— START Material provided —

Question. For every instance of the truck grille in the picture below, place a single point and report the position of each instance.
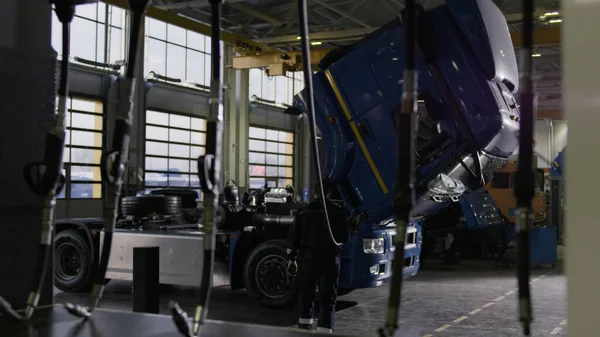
(411, 237)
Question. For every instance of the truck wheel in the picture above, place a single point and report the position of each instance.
(72, 261)
(265, 275)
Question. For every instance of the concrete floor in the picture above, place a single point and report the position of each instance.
(471, 299)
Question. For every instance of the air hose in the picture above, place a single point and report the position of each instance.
(114, 162)
(209, 172)
(403, 194)
(525, 187)
(306, 67)
(45, 178)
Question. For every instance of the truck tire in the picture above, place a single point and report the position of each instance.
(265, 275)
(344, 291)
(148, 204)
(188, 197)
(72, 261)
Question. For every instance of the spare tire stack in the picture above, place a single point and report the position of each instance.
(151, 204)
(188, 197)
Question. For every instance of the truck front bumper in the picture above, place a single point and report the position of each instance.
(365, 270)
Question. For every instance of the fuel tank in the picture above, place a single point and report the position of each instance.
(468, 116)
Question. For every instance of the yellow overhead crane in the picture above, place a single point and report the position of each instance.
(277, 63)
(256, 55)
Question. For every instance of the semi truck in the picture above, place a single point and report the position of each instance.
(467, 81)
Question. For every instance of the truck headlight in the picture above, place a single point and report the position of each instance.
(374, 246)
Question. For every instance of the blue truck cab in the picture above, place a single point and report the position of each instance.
(467, 78)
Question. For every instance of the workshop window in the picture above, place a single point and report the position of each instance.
(90, 38)
(275, 90)
(177, 53)
(83, 149)
(173, 143)
(271, 158)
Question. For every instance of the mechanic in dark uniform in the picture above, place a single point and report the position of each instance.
(318, 258)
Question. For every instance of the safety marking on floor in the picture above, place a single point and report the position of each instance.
(475, 311)
(556, 331)
(494, 301)
(443, 328)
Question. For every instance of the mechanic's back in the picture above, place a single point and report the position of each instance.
(319, 257)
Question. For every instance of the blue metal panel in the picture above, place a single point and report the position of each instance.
(558, 165)
(544, 242)
(360, 91)
(233, 239)
(480, 210)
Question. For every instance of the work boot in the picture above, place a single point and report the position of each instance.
(324, 330)
(305, 323)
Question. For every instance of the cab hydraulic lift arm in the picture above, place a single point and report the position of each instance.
(114, 162)
(404, 193)
(525, 188)
(45, 178)
(306, 67)
(209, 172)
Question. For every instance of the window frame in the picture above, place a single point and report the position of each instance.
(102, 28)
(290, 95)
(67, 165)
(184, 81)
(265, 177)
(145, 155)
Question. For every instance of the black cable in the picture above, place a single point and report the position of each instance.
(404, 194)
(49, 180)
(114, 162)
(525, 187)
(306, 67)
(209, 172)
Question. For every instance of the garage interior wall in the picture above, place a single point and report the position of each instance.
(550, 137)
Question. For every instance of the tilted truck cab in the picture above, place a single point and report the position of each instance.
(467, 78)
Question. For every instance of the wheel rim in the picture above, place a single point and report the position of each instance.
(271, 277)
(68, 261)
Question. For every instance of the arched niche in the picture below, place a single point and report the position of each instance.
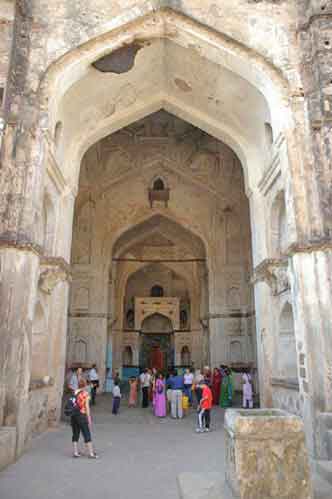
(157, 291)
(279, 236)
(185, 356)
(235, 352)
(287, 356)
(49, 221)
(158, 184)
(40, 344)
(127, 356)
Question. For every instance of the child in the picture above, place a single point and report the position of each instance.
(116, 398)
(204, 408)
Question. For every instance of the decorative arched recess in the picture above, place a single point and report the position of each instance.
(185, 356)
(40, 344)
(167, 25)
(287, 358)
(279, 236)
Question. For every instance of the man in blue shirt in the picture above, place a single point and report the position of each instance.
(175, 383)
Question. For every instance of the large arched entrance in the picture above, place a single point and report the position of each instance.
(165, 128)
(166, 118)
(177, 248)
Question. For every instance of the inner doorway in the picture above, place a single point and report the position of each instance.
(157, 343)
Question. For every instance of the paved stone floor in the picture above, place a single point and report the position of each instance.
(140, 456)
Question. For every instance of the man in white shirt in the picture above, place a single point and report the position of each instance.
(94, 379)
(145, 379)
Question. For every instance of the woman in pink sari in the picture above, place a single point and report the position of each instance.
(160, 397)
(133, 392)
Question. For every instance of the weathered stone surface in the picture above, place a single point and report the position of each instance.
(266, 456)
(255, 76)
(7, 446)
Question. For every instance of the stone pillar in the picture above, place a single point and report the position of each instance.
(19, 279)
(312, 297)
(264, 342)
(266, 456)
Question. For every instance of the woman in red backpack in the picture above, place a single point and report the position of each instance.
(81, 421)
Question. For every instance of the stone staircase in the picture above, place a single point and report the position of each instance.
(324, 466)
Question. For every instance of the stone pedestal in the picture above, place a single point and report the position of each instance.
(266, 455)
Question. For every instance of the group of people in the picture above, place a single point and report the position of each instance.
(175, 392)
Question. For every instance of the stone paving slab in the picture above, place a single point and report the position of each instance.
(203, 486)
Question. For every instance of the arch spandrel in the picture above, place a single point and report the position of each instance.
(168, 25)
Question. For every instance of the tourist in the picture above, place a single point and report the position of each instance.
(132, 392)
(116, 377)
(169, 391)
(81, 421)
(188, 379)
(216, 385)
(197, 385)
(116, 398)
(160, 397)
(145, 379)
(152, 387)
(226, 393)
(207, 375)
(177, 387)
(76, 377)
(93, 376)
(247, 391)
(204, 409)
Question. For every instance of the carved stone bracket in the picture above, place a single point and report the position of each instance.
(53, 271)
(274, 273)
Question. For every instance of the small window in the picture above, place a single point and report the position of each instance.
(158, 185)
(157, 292)
(58, 133)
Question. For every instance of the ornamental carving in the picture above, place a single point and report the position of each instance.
(275, 274)
(52, 272)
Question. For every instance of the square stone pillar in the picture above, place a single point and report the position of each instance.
(310, 273)
(266, 456)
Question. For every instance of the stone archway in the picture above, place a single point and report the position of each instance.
(243, 70)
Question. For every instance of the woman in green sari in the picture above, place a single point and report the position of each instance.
(226, 393)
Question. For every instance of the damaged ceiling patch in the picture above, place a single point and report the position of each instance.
(120, 61)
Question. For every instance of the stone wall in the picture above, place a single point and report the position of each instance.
(256, 76)
(116, 176)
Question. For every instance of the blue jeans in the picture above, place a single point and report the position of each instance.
(188, 392)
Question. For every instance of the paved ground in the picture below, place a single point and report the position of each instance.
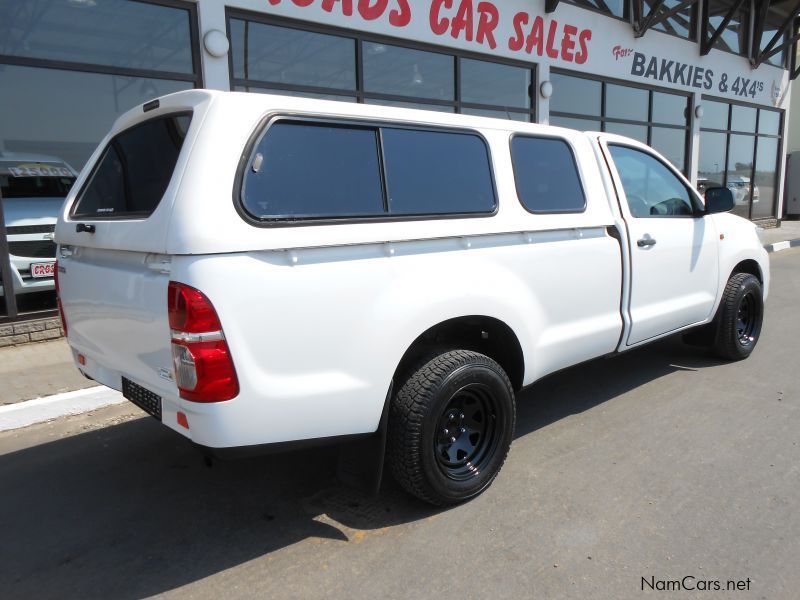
(39, 369)
(789, 230)
(661, 463)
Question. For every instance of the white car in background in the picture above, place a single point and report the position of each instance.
(33, 188)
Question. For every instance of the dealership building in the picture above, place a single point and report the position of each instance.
(705, 82)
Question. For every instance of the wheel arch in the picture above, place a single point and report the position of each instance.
(480, 333)
(750, 266)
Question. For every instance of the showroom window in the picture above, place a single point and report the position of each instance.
(268, 57)
(67, 71)
(651, 117)
(740, 149)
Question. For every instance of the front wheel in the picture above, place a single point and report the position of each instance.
(741, 313)
(450, 427)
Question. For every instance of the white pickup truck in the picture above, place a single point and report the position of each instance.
(258, 271)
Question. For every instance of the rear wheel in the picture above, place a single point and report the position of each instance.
(450, 427)
(740, 316)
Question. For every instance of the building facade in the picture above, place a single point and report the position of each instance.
(705, 82)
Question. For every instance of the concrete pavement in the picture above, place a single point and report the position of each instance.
(661, 463)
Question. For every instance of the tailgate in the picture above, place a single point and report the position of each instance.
(115, 306)
(112, 273)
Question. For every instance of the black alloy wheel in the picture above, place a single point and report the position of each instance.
(739, 318)
(450, 427)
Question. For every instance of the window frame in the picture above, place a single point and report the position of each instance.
(9, 311)
(650, 123)
(130, 216)
(697, 201)
(729, 131)
(291, 221)
(578, 171)
(358, 93)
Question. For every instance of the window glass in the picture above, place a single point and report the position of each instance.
(625, 102)
(769, 122)
(651, 189)
(575, 95)
(671, 143)
(715, 115)
(711, 170)
(637, 132)
(734, 37)
(492, 83)
(407, 72)
(302, 170)
(573, 123)
(114, 33)
(670, 109)
(496, 114)
(546, 174)
(291, 56)
(764, 190)
(65, 114)
(743, 118)
(135, 170)
(740, 168)
(431, 172)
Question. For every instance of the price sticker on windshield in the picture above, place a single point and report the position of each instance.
(39, 171)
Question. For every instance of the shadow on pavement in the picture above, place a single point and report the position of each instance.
(130, 510)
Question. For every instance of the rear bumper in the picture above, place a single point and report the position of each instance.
(221, 429)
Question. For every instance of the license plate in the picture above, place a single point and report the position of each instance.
(39, 270)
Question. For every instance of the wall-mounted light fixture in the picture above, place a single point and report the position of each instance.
(216, 43)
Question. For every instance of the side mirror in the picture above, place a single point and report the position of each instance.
(718, 200)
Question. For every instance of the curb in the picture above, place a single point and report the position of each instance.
(784, 245)
(30, 412)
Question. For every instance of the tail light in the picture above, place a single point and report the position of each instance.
(58, 299)
(203, 366)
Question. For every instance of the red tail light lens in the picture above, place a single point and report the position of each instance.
(190, 311)
(58, 300)
(203, 365)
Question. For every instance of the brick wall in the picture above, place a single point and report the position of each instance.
(12, 334)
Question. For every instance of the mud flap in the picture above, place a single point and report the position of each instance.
(360, 463)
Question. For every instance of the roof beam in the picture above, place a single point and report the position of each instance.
(707, 43)
(654, 17)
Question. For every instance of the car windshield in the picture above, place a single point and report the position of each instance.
(35, 186)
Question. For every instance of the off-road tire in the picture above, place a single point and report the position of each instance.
(420, 455)
(740, 317)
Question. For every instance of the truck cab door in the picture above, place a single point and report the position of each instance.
(673, 246)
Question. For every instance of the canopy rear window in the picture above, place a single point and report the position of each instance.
(134, 171)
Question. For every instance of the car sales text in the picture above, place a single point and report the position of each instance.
(475, 21)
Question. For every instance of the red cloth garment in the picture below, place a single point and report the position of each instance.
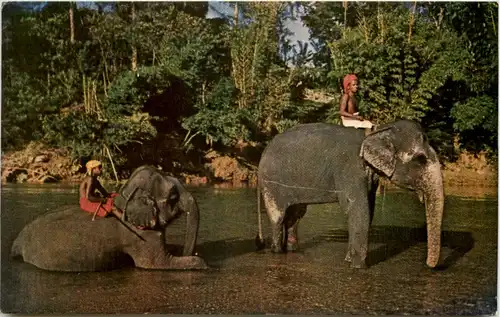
(91, 207)
(347, 79)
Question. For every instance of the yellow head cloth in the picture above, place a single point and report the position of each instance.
(91, 165)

— END Material provided —

■ Aim of the task
The lines to repeat run from the line containing "Question. For every instance of the off-road" through the last line of the material above; give them exactly, without the pictures.

■ Answer
Question. For every instance of the off-road tire in the picture above, place a single point and report the position of each instance.
(420, 455)
(740, 317)
Question. For every instance of the truck cab door in the picture above, place a single point and report the position of each instance.
(673, 246)
Question. For every instance of the canopy rear window in the picture above, place a single point and report the position of each instance.
(134, 171)
Question. For every instance of the car sales text in the picture above, place a single point and report the position of each instance.
(475, 21)
Question. For every instance of the red cloth garment in the picture below, place a single point and report the position of each instance.
(91, 207)
(347, 79)
Question. For every instance of the yellow head cloth in the picture above, place a single point and report the position of each instance.
(91, 165)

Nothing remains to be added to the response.